Directives –
• 1. Answer these questions about the forum post on pixel access with a PBO:
(a) In which forum section was the thread posted?
(b) According to the comment on initializing the PBO, how many PBOs seem not to give much additional speed?
(c) According to the comment beside the gldrawPixels call, what kind of transfer does the call trigger?
• 2. List every buffer usage hint named in the forum post on pixel access with a PBO, including those in commented-out lines.
• 3. Carry on the forum post on pixel access with a PBO, picking up after its final line.

--- START Excerpted passage ---

Quick acess to pixels - PBO

BlitzMax Forums/BlitzMax Programming/Quick acess to pixels - PBO

Casaber(Posted 2016) [#1]
I finally got some time on my hands so I laid the time to try to implement an PBO in BMax.
It got slow. I´m not sure why I´m sure I missed something in the implementation because it's not easy to remember the OpenGL implementation correctly. I need to work some more.
But it´s a good update and step forware that I thought I'll share.

' Init Graphics
Global w:Int = DesktopWidth() ; h:Int = 1080 ; HideMouse
SetGraphicsDriver GLGraphicsDriver() ; Graphics w,h,32,60 ; glewinit

' Init Variables
Local pixels:Int[w*h] , pointer:Byte Ptr , pbo:Int

' Init PBO, Note: Uses single PBO, which makes the greatest difference, 2 PBO's gives a bit more boost, and 3 PBO's seem not to give much additional speed at all. 1 or 2 PBO's does.
glGenBuffers 1,Varptr pbo
glbindbuffer GL_PIXEL_UNPACK_BUFFER,pbo
' glBufferData GL_PIXEL_UNPACK_BUFFER,w*h*4,Varptr pixels[0],GL_STREAM_DRAW ' You could use other hints such as GL_STATIC_DRAW, GL_DYNAMIC_DRAW.
glBufferData GL_PIXEL_UNPACK_BUFFER,w*h*4,Null                 ,GL_DYNAMIC_DRAW ' Upload empty buffer to prevent stall later.

Repeat

		' ---------------------------------------------------------------
		' TRIG DATA TRANSFER 
		  glbindbuffer GL_PIXEL_UNPACK_BUFFER,pbo
                ' glBufferData GL_PIXEL_UNPACK_BUFFER,w*h*4,Pointer(0),GL_STREAM_DRAW
		  gldrawPixels w,h,GL_BGRA,GL_UNSIGNED_BYTE,Null ' This returns immediately, it triggers an asynchrounous DMA transfer,
		'  Null should actually be an integer offset when used liked this, BMax seem Not To like it.

--- END Excerpted passage ---
--- START Raw records ---

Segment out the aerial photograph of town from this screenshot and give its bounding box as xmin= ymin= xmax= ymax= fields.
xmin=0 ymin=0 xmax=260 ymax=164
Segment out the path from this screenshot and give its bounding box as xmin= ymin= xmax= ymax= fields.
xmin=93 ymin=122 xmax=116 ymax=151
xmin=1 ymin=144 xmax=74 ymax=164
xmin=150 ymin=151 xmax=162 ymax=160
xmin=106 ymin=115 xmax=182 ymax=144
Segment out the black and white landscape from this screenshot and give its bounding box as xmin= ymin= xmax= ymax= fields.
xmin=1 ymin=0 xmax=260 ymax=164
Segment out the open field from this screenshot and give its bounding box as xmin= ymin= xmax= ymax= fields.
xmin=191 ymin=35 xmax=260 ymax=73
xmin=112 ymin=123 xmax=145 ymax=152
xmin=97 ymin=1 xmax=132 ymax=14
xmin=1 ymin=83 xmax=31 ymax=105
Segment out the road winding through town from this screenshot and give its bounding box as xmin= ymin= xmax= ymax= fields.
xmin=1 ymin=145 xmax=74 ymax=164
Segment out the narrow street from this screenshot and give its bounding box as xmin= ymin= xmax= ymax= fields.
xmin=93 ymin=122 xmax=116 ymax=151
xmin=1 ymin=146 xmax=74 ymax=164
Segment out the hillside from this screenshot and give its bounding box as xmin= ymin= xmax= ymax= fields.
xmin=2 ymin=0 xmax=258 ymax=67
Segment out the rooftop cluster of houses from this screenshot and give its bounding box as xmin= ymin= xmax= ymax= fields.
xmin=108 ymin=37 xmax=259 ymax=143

--- END Raw records ---

The results –
• 1.
(a) BlitzMax Programming
(b) Three
(c) An asynchronous DMA transfer

• 2.
GL_STREAM_DRAW
GL_STATIC_DRAW
GL_DYNAMIC_DRAW

• 3.
		' ---------------------------------------------------------------

		' Do a frame worth of work here while data is transferred.
		  Delay 1 ; Flip 1

		' ---------------------------------------------------------------
		' WAY 1, ACCESSING DATA using pointer
		' glBufferData GL_PIXEL_UNPACK_BUFFER,w*h*4,Null,GL_STATIC_DRAW
		' pointer = glmapbuffer(GL_PIXEL_UNPACK_BUFFER,GL_WRITE_ONLY) ' GL_WRITE_ONLY is one of the hints available.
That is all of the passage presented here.